State of my Media

Posted: March 18, 2011 in Data Journalism, My Data Journey
Tags: , ,

This week the Pew Research Center’s Project for Excellence in Journalism released its annual State of the Media Report. The findings are based on American media, which is the same species as the UK media but of a different tribe. Nevertheless, I think a lot of the findings ring true for the media sector here.

Unsurprisingly, newspapers are still in crisis and migration to the web gathered speed. But what struck me is the acknowledgement of what I’ve been realising since I started in the media around two years ago:

In the 20th century, the news media thrived by being the intermediary others needed to reach customers. In the 21st, increasingly there is a new intermediary: Software programmers, content aggregators and device makers control access to the public. The news industry, late to adapt and culturally more tied to content creation than engineering, finds itself more a follower than leader shaping its business.

The ideology which has kept the media industry bolstered as a self-regulating trade rather than a profession has crumbled. That is, news organizations are no longer the gatekeepers of information. Yes, the industry has changed. The market has changed. The users have changed. But what is key, which news organizations are frightened to admit, is that we are no longer gatekeepers. Journalism has lost its identity.

The report talks about data in the form of information on consumption. How, why and through what are people getting news. That’s no longer in the hands of the news organizations. We know this. We might not know what to do about it but we accept the reality.

What we haven’t accepted is that this is happening to the very substance on which we work, not just to the medium. We now have the community, formerly known as the audience. We now have the data, formerly known as information. And as a result we now have the platform, formerly known as the media.

What the social web has done is build a platform where users construct their own information gates. I didn’t realise this at the time, but that is what I was doing when I was exploring the web as a newsgathering tool. My media is what I’ve managed to create by social searching the web for applications and cultivating my data sources. Because I had access to the wires service, I found that not only was I able to be ahead of them on many occasions but the reality I was able to construct was a lot richer.

• • • •

▸ **Required task**
Extract from the blog post on the state of the media the passage starting with "What we haven’t" and going on through "as the media.". Rely on the blog post alone.

• • • •

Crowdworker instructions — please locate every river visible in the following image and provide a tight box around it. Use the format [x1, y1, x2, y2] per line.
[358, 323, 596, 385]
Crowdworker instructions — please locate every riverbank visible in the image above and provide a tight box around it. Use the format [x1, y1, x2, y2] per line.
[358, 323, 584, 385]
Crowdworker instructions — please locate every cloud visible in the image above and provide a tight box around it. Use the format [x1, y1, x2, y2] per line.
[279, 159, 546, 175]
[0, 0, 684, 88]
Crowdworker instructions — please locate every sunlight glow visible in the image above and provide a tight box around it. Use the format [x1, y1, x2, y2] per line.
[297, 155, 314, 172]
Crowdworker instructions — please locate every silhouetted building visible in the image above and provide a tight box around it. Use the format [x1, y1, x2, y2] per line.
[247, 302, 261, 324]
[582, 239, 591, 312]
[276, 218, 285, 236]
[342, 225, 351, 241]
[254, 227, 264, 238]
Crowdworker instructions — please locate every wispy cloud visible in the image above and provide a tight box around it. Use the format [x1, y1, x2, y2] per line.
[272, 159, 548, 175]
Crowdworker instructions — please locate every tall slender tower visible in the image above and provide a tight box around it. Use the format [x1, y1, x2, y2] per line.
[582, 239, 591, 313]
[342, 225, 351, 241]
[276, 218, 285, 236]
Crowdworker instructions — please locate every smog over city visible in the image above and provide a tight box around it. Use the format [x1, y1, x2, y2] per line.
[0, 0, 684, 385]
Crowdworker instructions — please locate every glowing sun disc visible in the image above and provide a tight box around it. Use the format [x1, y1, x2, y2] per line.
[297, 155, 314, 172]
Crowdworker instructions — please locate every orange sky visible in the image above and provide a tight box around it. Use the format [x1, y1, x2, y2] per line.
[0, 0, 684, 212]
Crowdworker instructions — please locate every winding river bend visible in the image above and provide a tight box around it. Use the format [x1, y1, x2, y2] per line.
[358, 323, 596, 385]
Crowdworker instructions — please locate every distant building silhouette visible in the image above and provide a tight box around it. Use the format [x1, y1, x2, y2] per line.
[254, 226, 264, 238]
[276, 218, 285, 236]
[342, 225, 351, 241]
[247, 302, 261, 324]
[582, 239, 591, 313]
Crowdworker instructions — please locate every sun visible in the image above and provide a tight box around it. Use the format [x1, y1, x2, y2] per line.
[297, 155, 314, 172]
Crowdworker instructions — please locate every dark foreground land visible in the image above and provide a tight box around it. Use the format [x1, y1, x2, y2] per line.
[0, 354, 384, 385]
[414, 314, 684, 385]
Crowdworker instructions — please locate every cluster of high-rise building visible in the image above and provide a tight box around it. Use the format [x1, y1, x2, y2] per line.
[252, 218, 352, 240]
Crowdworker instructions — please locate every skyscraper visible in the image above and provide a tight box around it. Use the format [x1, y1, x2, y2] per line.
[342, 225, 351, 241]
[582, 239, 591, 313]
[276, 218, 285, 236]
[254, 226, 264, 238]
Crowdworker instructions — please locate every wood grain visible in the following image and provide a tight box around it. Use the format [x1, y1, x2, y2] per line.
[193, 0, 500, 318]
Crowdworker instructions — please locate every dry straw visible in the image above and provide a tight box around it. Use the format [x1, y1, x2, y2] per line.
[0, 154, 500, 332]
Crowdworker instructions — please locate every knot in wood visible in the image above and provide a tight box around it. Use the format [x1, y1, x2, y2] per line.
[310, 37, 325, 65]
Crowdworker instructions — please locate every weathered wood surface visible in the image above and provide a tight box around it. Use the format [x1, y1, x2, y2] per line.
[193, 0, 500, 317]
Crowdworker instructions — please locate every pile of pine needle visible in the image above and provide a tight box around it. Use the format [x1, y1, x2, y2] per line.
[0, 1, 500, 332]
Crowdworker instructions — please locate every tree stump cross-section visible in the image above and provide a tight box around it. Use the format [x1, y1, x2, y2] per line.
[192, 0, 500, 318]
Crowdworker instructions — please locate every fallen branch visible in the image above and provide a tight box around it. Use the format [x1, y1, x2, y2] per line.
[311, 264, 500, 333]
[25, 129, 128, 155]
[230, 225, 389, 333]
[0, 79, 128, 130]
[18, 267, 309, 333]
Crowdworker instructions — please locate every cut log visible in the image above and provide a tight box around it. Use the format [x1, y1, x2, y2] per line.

• • • •

▸ **Full answer**
What we haven’t accepted is that this is happening to the very substance on which we work, not just to the medium. We now have the community, formerly known as the audience. We now have the data, formerly known as information. And as a result we now have the platform, formerly known as the media.